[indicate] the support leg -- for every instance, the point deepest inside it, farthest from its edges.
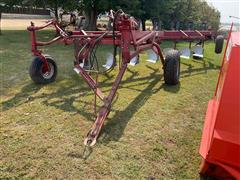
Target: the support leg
(91, 138)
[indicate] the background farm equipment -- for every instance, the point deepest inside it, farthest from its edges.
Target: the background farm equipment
(127, 42)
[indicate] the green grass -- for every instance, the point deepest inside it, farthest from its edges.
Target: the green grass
(153, 131)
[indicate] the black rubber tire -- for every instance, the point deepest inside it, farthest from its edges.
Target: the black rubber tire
(219, 44)
(172, 67)
(35, 71)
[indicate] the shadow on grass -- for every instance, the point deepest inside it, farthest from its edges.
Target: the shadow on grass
(206, 65)
(114, 129)
(24, 96)
(65, 96)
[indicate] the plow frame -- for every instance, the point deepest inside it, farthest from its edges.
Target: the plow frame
(126, 34)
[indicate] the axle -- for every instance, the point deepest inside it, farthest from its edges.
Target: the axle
(125, 34)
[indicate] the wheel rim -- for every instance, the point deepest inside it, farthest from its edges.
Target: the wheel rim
(48, 74)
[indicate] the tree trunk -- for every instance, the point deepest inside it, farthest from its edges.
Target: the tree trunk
(143, 24)
(91, 20)
(56, 13)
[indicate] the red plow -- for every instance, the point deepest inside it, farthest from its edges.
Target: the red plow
(128, 41)
(220, 145)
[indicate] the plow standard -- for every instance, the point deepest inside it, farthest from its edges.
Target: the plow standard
(128, 41)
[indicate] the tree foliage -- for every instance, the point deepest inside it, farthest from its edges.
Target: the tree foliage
(168, 12)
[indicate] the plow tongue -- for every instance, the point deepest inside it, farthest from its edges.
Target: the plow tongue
(152, 56)
(197, 51)
(134, 61)
(185, 53)
(109, 62)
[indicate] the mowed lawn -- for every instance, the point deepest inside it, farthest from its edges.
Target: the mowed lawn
(152, 132)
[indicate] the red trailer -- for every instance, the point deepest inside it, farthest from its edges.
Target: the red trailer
(220, 145)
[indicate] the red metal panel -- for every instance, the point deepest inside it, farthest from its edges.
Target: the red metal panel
(220, 145)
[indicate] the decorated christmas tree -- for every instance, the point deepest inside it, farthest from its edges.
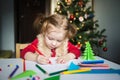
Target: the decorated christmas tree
(88, 52)
(79, 13)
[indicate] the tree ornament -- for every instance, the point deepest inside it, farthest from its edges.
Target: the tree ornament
(81, 19)
(100, 42)
(71, 17)
(58, 7)
(105, 49)
(68, 2)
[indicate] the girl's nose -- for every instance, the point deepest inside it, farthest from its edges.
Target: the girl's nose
(54, 43)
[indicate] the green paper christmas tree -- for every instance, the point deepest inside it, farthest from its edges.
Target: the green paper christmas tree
(88, 52)
(81, 14)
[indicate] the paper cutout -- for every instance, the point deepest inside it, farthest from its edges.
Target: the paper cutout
(73, 66)
(57, 77)
(24, 74)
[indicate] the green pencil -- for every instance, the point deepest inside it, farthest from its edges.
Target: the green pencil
(40, 68)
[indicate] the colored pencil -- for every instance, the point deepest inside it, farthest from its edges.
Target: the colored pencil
(76, 71)
(40, 68)
(24, 65)
(92, 62)
(13, 72)
(39, 52)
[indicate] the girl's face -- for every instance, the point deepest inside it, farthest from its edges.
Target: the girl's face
(54, 37)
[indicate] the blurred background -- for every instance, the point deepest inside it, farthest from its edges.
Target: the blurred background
(17, 16)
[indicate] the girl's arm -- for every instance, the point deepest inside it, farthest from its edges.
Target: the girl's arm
(73, 50)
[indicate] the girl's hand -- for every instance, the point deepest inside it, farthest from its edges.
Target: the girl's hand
(42, 59)
(65, 58)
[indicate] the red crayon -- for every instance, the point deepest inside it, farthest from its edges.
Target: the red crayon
(39, 52)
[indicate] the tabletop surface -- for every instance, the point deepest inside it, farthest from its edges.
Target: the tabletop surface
(9, 65)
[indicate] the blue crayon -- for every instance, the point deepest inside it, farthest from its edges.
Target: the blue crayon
(13, 72)
(92, 62)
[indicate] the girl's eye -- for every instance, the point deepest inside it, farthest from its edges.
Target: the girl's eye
(50, 38)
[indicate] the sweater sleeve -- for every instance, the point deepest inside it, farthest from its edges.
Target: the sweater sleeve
(74, 50)
(29, 48)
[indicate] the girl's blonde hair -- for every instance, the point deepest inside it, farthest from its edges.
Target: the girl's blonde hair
(44, 23)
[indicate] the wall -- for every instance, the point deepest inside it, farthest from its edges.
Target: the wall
(6, 25)
(108, 14)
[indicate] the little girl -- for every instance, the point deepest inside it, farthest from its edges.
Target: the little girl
(52, 41)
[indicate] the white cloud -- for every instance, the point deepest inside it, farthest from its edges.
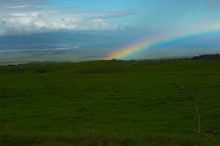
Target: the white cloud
(20, 17)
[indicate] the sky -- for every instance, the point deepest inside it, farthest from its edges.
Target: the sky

□ □ □ □

■ Gestelde opdracht
Hernoem in de hele lijst hierboven elk "Target" tot "Object" en laat al het andere ongewijzigd. Laat de afbeeldingen alstublieft weg uit je antwoord.

■ Uitwerking
[indicate] the support leg -- for every instance, the point deepest inside it, farthest from its edges.
Object: the support leg
(91, 138)
[indicate] the background farm equipment -- for every instance, the point deepest inside it, farthest from its edges.
Object: the background farm equipment
(127, 42)
[indicate] the green grass -- for every instance, the point deepest inside it, farthest from its edges.
Object: the green grass
(153, 131)
[indicate] the black rubber tire -- for every instance, the point deepest inside it, farthest from its edges.
Object: the black rubber tire
(219, 44)
(172, 67)
(35, 71)
[indicate] the shadow on grass -- for every instance, the point deepest inside it, farthest from its edges.
Object: the shadow on grass
(206, 65)
(114, 129)
(24, 96)
(65, 96)
[indicate] the plow frame -- for every instance, the point deepest inside it, farthest from its edges.
Object: the plow frame
(126, 34)
[indicate] the axle -- for every instance, the point deepest inside it, farthest from its edges.
Object: the axle
(125, 34)
[indicate] the wheel rim -- for every instance, the point deepest inside it, farthest from its edges.
Object: the wheel rim
(48, 74)
[indicate] the tree trunk -- for every instance, the point deepest inside it, farthest from its edges.
Object: the tree trunk
(143, 24)
(91, 20)
(56, 13)
[indicate] the red plow -- for every instance, the point deepest inside it, farthest from its edges.
Object: the red plow
(128, 41)
(220, 145)
[indicate] the plow standard -- for every instance, the point deepest inside it, farthest from its edges.
Object: the plow standard
(128, 41)
[indicate] the tree foliage -- for every instance, the point deepest inside it, farthest from its edges.
Object: the tree foliage
(168, 12)
[indicate] the plow tongue -- for every instance, the point deepest inside it, farthest from its edges.
Object: the plow tongue
(152, 56)
(197, 51)
(134, 61)
(185, 53)
(109, 62)
[indicate] the mowed lawn -- for every instance, the point deepest inside it, farthest from its edges.
Object: the mowed lawn
(152, 132)
[indicate] the red trailer -- for every instance, the point deepest inside it, farthest from its edges.
Object: the red trailer
(220, 145)
[indicate] the red metal panel -- for every instance, the point deepest inside it, farthest from its edges.
Object: the red metal panel
(220, 145)
[indicate] the decorated christmas tree -- for every instance, the point deepest inside it, farthest from its edges.
Object: the decorated christmas tree
(88, 52)
(79, 13)
[indicate] the tree ornament -- for every instance, the point deepest inside it, farthest from its edges.
Object: the tree ornament
(81, 19)
(100, 42)
(71, 17)
(58, 7)
(105, 49)
(68, 2)
[indicate] the girl's nose -- for every instance, the point deepest inside it, farthest from its edges.
Object: the girl's nose
(54, 43)
[indicate] the green paper christmas tree -- for every instance, the point deepest inside it, farthest from its edges.
Object: the green paper christmas tree
(88, 52)
(81, 14)
[indicate] the paper cutout -- for every instance, the point deepest inside it, farthest from its edges.
Object: the paper cutout
(73, 66)
(57, 77)
(24, 74)
[indicate] the green pencil -- for every instance, the point deepest inside it, farthest from its edges.
Object: the green pencil
(40, 68)
[indicate] the colored pencil -- for every instance, the point deepest inside it, farthest from its edges.
Object: the colored pencil
(76, 71)
(40, 68)
(24, 65)
(92, 62)
(13, 72)
(39, 52)
[indicate] the girl's face -- for every instance, the point deepest inside it, farthest from its edges.
Object: the girl's face
(54, 37)
[indicate] the blurred background -- for every instance, the point deepest inside it, farthest from its edges.
Object: the blurred background
(17, 16)
[indicate] the girl's arm -- for every instance, the point deepest inside it, farthest from its edges.
Object: the girl's arm
(73, 50)
[indicate] the girl's hand -- for every instance, the point deepest inside it, farthest from its edges.
Object: the girl's hand
(42, 59)
(65, 58)
[indicate] the red crayon -- for every instance, the point deepest inside it, farthest from its edges.
Object: the red crayon
(39, 52)
[indicate] the tabletop surface -- for every instance, the point deepest inside it, farthest from its edges.
Object: the tabletop surface
(9, 65)
[indicate] the blue crayon -- for every instance, the point deepest inside it, farthest from its edges.
Object: the blue crayon
(13, 72)
(92, 62)
[indicate] the girl's eye -- for every instance, the point deepest inside it, farthest from its edges.
Object: the girl's eye
(50, 38)
[indicate] the sweater sleeve -- for every instance, the point deepest inside it, farthest from its edges.
Object: the sweater sleeve
(74, 50)
(29, 48)
[indicate] the girl's blonde hair -- for every instance, the point deepest inside it, farthest from its edges.
Object: the girl's blonde hair
(44, 23)
[indicate] the wall -- for every instance, the point deepest inside it, farthest from its edges.
Object: the wall
(6, 25)
(108, 14)
[indicate] the little girl -- for every instance, the point deepest inside it, farthest from its edges.
Object: the little girl
(52, 41)
[indicate] the white cloud -- for every instance, the point deepest inside it, farthest from its edges.
Object: the white cloud
(20, 17)
[indicate] the sky -- for every instance, the point deepest inside it, farthest from its edges.
Object: the sky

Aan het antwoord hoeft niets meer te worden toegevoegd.